[Items stored from a collection]
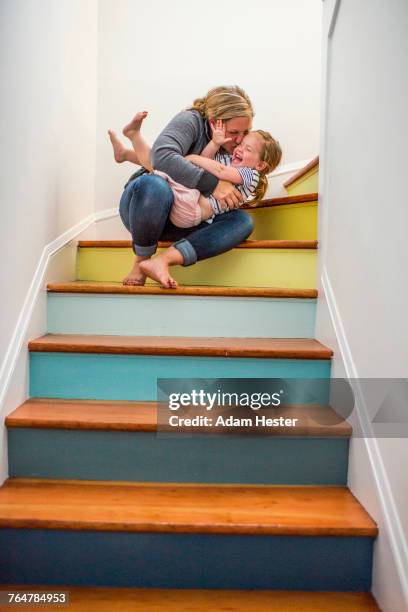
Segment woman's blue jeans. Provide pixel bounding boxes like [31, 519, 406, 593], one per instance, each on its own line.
[119, 174, 253, 266]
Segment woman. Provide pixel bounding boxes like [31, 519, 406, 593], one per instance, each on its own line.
[119, 86, 253, 288]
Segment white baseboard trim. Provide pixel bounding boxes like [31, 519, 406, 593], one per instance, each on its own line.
[321, 267, 408, 601]
[0, 208, 117, 406]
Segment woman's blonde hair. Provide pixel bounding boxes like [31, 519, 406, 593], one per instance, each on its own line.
[189, 85, 254, 121]
[248, 130, 282, 206]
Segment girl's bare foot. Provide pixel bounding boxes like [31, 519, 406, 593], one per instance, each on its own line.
[108, 130, 127, 164]
[122, 111, 147, 138]
[122, 257, 146, 286]
[140, 254, 178, 289]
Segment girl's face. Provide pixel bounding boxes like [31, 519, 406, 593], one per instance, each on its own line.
[231, 132, 267, 172]
[223, 117, 252, 155]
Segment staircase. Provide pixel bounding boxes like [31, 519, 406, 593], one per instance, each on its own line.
[0, 162, 378, 611]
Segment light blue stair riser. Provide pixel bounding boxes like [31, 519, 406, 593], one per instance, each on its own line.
[30, 352, 331, 404]
[8, 428, 349, 485]
[0, 529, 373, 591]
[48, 294, 316, 338]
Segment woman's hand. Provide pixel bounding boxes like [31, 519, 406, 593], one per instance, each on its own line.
[212, 181, 244, 210]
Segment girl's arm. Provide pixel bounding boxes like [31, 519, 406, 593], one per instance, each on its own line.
[185, 155, 242, 185]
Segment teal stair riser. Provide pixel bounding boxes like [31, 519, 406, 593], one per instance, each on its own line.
[8, 428, 349, 485]
[0, 529, 372, 591]
[30, 352, 330, 404]
[48, 293, 316, 338]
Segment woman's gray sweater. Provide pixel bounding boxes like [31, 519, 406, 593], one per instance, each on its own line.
[152, 110, 218, 196]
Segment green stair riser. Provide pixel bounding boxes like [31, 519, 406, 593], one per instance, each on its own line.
[77, 248, 317, 289]
[8, 428, 349, 485]
[30, 352, 330, 404]
[247, 202, 317, 240]
[47, 293, 316, 338]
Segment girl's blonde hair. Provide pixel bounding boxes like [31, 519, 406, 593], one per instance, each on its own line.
[189, 85, 254, 121]
[248, 130, 282, 206]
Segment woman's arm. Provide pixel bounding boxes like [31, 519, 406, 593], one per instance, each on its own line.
[186, 155, 242, 185]
[152, 111, 218, 196]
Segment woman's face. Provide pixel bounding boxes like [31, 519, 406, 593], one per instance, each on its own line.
[223, 117, 252, 154]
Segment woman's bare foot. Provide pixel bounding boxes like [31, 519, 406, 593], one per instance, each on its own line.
[122, 111, 147, 138]
[108, 130, 127, 164]
[140, 253, 178, 289]
[122, 257, 146, 286]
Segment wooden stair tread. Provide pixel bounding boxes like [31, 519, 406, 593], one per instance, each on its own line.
[78, 239, 318, 250]
[6, 398, 352, 437]
[28, 334, 333, 359]
[0, 585, 380, 612]
[0, 478, 377, 537]
[241, 193, 319, 211]
[283, 155, 319, 187]
[47, 281, 317, 299]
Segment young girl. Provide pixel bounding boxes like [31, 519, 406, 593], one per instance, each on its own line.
[109, 111, 282, 227]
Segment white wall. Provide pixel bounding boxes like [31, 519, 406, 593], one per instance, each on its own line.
[96, 0, 321, 215]
[0, 0, 97, 480]
[317, 0, 408, 612]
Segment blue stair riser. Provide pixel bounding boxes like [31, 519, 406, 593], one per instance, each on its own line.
[48, 294, 316, 338]
[0, 529, 372, 591]
[30, 352, 331, 404]
[8, 428, 349, 485]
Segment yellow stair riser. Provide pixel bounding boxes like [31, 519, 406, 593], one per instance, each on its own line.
[286, 166, 319, 196]
[77, 248, 317, 289]
[247, 202, 317, 240]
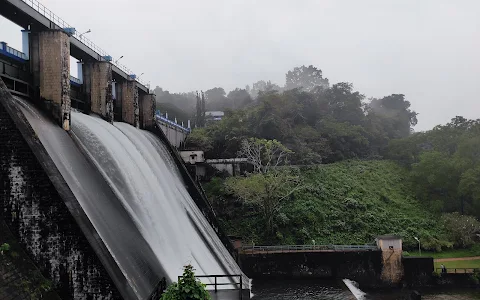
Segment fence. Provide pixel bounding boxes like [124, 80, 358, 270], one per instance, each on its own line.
[22, 0, 147, 86]
[178, 275, 243, 299]
[435, 268, 480, 274]
[242, 245, 378, 252]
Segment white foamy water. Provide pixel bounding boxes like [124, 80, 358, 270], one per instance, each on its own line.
[72, 112, 248, 288]
[343, 279, 367, 300]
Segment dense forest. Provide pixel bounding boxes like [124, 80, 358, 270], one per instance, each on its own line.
[157, 66, 480, 251]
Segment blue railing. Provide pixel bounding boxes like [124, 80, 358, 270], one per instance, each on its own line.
[0, 42, 28, 61]
[70, 75, 82, 85]
[155, 112, 190, 133]
[18, 0, 147, 86]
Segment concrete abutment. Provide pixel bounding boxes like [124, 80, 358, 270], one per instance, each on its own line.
[30, 30, 71, 131]
[82, 61, 113, 122]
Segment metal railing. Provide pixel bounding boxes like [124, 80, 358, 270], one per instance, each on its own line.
[155, 114, 190, 133]
[435, 268, 480, 274]
[22, 0, 146, 86]
[5, 45, 28, 60]
[242, 245, 378, 252]
[70, 75, 82, 84]
[178, 275, 243, 299]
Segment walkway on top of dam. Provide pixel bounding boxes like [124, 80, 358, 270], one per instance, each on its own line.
[239, 245, 379, 255]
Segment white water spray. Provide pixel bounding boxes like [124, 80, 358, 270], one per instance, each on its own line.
[343, 279, 367, 300]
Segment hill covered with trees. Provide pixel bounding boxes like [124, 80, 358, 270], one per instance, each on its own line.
[162, 66, 480, 251]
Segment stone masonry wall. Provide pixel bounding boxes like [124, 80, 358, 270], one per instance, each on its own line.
[89, 62, 113, 122]
[0, 92, 121, 300]
[122, 80, 138, 125]
[140, 94, 156, 129]
[381, 250, 403, 285]
[38, 30, 71, 130]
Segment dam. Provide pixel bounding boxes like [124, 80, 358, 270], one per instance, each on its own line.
[0, 81, 249, 299]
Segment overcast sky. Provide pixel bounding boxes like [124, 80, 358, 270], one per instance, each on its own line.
[0, 0, 480, 131]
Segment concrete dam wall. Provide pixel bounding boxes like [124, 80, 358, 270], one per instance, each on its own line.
[0, 82, 248, 299]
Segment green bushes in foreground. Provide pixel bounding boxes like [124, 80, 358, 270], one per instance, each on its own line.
[205, 160, 478, 251]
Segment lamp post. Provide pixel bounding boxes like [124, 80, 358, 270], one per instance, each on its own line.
[413, 236, 422, 256]
[79, 29, 92, 38]
[114, 55, 123, 64]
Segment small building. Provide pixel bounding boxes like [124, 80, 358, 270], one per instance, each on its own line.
[206, 158, 248, 176]
[375, 234, 404, 285]
[180, 150, 205, 165]
[375, 234, 402, 252]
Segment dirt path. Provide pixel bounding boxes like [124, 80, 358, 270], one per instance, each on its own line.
[433, 256, 480, 262]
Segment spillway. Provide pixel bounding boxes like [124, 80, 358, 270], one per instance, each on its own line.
[72, 112, 241, 281]
[10, 95, 248, 299]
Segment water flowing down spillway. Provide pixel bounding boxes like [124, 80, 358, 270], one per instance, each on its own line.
[14, 98, 248, 299]
[72, 112, 242, 288]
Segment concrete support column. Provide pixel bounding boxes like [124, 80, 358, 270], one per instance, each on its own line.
[122, 80, 140, 128]
[140, 94, 156, 129]
[77, 61, 84, 84]
[36, 30, 71, 131]
[22, 30, 30, 59]
[83, 61, 113, 122]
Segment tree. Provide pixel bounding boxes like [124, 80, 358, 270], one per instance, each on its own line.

SHORT TASK
Please reproduce every line of the entries above word for word, leaving out the pictures.

RESULT OF THE EXERCISE
Segment woman's blue jeans. Provide pixel bounding boxes like [31, 519, 406, 593], one per instance, each on its own line.
[119, 174, 253, 266]
Segment woman. Provide pixel bounding boxes like [31, 519, 406, 593], one per instance, each on its own line.
[119, 86, 253, 288]
Segment white baseboard trim. Provide pixel bounding boxes like [31, 519, 406, 593], one per instance, each on its own line.
[321, 267, 408, 601]
[0, 208, 117, 406]
Segment woman's blonde hair. Provide pixel bounding boxes like [31, 519, 406, 593], one per instance, each on its own line.
[189, 85, 254, 121]
[248, 130, 282, 206]
Segment girl's bare foot. Provide pixel bounding boxes like [31, 519, 406, 593], one per instance, each on its own line.
[108, 130, 127, 164]
[122, 111, 147, 138]
[122, 257, 146, 286]
[140, 254, 178, 289]
Segment girl's face. Provide pixel bounding boxes like [31, 519, 406, 593], one per instance, each on its own line.
[231, 132, 267, 172]
[223, 117, 252, 155]
Segment staircase. Provide pixel bounding boxes like [31, 519, 406, 593], one per instance, each on its own line.
[0, 162, 378, 611]
Segment light blue stair riser. Provide pixel bounding boxes like [31, 519, 406, 593], one per instance, each on its own line.
[30, 352, 331, 404]
[8, 428, 349, 485]
[0, 529, 373, 591]
[48, 294, 316, 338]
Segment woman's hand. Provide pixel bounding boxes like [31, 519, 406, 593], one per instance, each on its own line.
[212, 181, 244, 210]
Segment girl's arm. Provide pixel bounding boxes like [31, 519, 406, 593], one per instance, each on its own line.
[185, 155, 242, 185]
Segment teal stair riser. Provide pixel bounding boxes like [31, 519, 406, 593], one per instance, each on its own line.
[8, 428, 349, 485]
[0, 529, 372, 591]
[30, 352, 330, 404]
[48, 293, 316, 338]
Segment woman's gray sweater. Provide pixel bounding boxes like [31, 519, 406, 593], one per instance, each on its own line.
[152, 110, 218, 196]
Segment green stair riser. Provide pixel bounding boxes like [31, 519, 406, 593], one per instance, each on its own line.
[77, 248, 317, 289]
[8, 428, 349, 485]
[30, 352, 330, 404]
[247, 202, 317, 240]
[47, 293, 316, 338]
Segment girl's blonde hair. Provide pixel bounding boxes like [31, 519, 406, 593], one per instance, each on its own line.
[189, 85, 254, 121]
[248, 130, 282, 206]
Segment woman's arm. Provide pixel bounding boxes like [31, 519, 406, 593], one per instance, each on its own line.
[186, 155, 242, 185]
[152, 111, 218, 196]
Segment woman's face. Provide pixel bounding boxes like [31, 519, 406, 593], one per instance, each on its own line.
[223, 117, 252, 154]
Segment woman's bare foot. Provide pixel bounding boxes like [31, 519, 406, 593], one per instance, each on its own line.
[122, 111, 147, 138]
[108, 130, 127, 164]
[140, 253, 178, 289]
[122, 257, 146, 286]
Segment wooden stair tread. Provide pixel bounding boxes like [31, 519, 406, 593], one per instance, each on its own line.
[78, 239, 318, 250]
[6, 398, 352, 437]
[28, 334, 333, 359]
[0, 585, 380, 612]
[0, 478, 377, 537]
[241, 193, 319, 211]
[283, 155, 319, 187]
[47, 281, 317, 299]
Segment young girl. Provide pixel bounding boxes like [31, 519, 406, 593], one per instance, each on its own line.
[109, 111, 282, 227]
Segment white wall. Provide pixel bounding boxes like [31, 519, 406, 593], one per instance, each on its own line.
[96, 0, 321, 215]
[0, 0, 97, 480]
[317, 0, 408, 612]
Segment blue stair riser. Provide pixel bounding boxes like [31, 519, 406, 593], one per instance, each on its own line.
[48, 294, 316, 338]
[0, 529, 372, 591]
[30, 352, 331, 404]
[8, 428, 349, 485]
Segment yellow stair riser. Provide pixel bounding boxes like [31, 519, 406, 593], one per instance, each on its own line.
[286, 166, 319, 196]
[77, 248, 317, 289]
[247, 202, 317, 240]
Segment fence. Provide pixel bounding boxes like [124, 80, 358, 270], one per instance, each on its own line.
[22, 0, 147, 86]
[178, 275, 243, 299]
[435, 268, 480, 274]
[242, 245, 378, 252]
Segment white foamy water. Provide pixel bounding boxes like [124, 80, 358, 270], one per instance, each on its own line.
[72, 112, 248, 288]
[343, 279, 367, 300]
Segment dense forest. Provide pixel bounding boxes like [124, 80, 358, 270], one per instance, each on its own line.
[157, 66, 480, 251]
Segment blue railing. Provide pixel bounding boxes like [124, 80, 358, 270], one per instance, each on its own line.
[0, 42, 28, 61]
[70, 75, 82, 85]
[155, 112, 190, 133]
[18, 0, 147, 86]
Segment concrete abutment. Provide pixel bounding boxes like [124, 80, 358, 270], one per instance, each on its own line.
[30, 30, 71, 131]
[82, 61, 113, 122]
Segment metal railing. Provide pixel bounding boxes like [124, 80, 358, 270], one per instance, each on its own line.
[155, 114, 190, 133]
[435, 268, 480, 274]
[22, 0, 146, 86]
[5, 45, 28, 60]
[242, 245, 378, 252]
[70, 75, 82, 84]
[178, 275, 243, 299]
Segment walkway on top of dam. Provide pixel bounding boxes like [124, 80, 358, 270], one per instance, each on its own line.
[239, 245, 379, 255]
Segment white water spray. Provide pixel bounding boxes like [124, 80, 358, 270], one per instance, each on its own line.
[343, 279, 367, 300]
Segment hill covered with trees. Provide pixel bounding boxes like [124, 80, 358, 270], one per instance, each on its own line.
[162, 66, 480, 251]
Segment stone masonry wall. Provide pixel bounding boxes like [124, 80, 358, 270], one per instance, each on its own line.
[89, 62, 113, 122]
[0, 92, 121, 300]
[122, 80, 138, 125]
[140, 94, 156, 129]
[381, 250, 403, 285]
[38, 30, 71, 130]
Segment dam. Provide pixel bounding boxes like [124, 80, 358, 270], one per instance, each on its own line.
[0, 81, 249, 299]
Segment overcast sky. Provide pixel bounding boxes like [124, 80, 358, 270], one per instance, each on its own line.
[0, 0, 480, 131]
Segment concrete dam wall. Provide pixel bounding boxes like [124, 80, 358, 270], one per instance, each on its own line.
[0, 82, 248, 299]
Segment green bushes in foreground. Provide pixel bounding boxes like [124, 80, 358, 270], one per instance, each on its own line.
[205, 160, 478, 251]
Segment lamp post. Provide pixel bounding boxes like [124, 80, 358, 270], one per instance, each on its own line.
[413, 236, 422, 256]
[79, 29, 92, 38]
[114, 55, 123, 64]
Segment small building. Provide pixel bounding boxes like [124, 80, 358, 270], one per instance, each on its own line.
[206, 158, 248, 176]
[375, 234, 404, 285]
[180, 150, 205, 165]
[375, 234, 402, 252]
Segment dirt path. Provide pixel bounding boxes like [124, 80, 358, 270], one per instance, each on its own line.
[433, 256, 480, 262]
Segment spillway. Provide pixel bounding boxes like [124, 80, 358, 270], one per instance, each on its own line.
[72, 112, 241, 281]
[10, 95, 248, 299]
Segment water flowing down spillway. Provide pixel bounding boxes like [124, 80, 358, 270], one per instance, each on its own line.
[14, 98, 248, 299]
[72, 112, 242, 288]
Segment concrete support column. Provide pixel bounding boxes like [124, 80, 358, 270], one per instance, each on its own line.
[122, 80, 140, 128]
[140, 94, 156, 129]
[77, 61, 84, 84]
[36, 30, 71, 131]
[22, 30, 30, 59]
[83, 61, 113, 122]
Segment tree. Provide pixel bounding boxes like [124, 80, 358, 270], one per instance, each on its own line.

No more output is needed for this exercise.